*PROBLEM*: In the answer, each entry below appears exactly as given, and no picture appears at all.

### RECORDS SHOWN ###

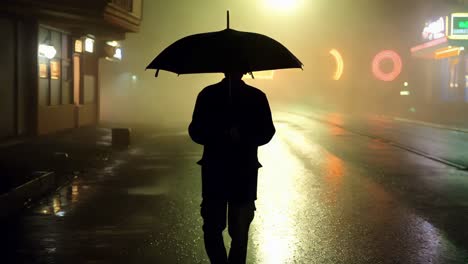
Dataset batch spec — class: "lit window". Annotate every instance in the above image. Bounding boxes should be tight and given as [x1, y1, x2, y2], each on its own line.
[75, 40, 83, 53]
[39, 63, 48, 78]
[50, 60, 60, 80]
[85, 38, 94, 53]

###

*RESULT FOR THIS EXERCISE*:
Dataset batch spec — class: "lit window". Annotate every instance in the above image. Bounding boxes should be tight and given as [x1, y1, x2, y2], each on its own line.
[75, 40, 83, 53]
[39, 63, 48, 78]
[50, 60, 60, 80]
[85, 38, 94, 53]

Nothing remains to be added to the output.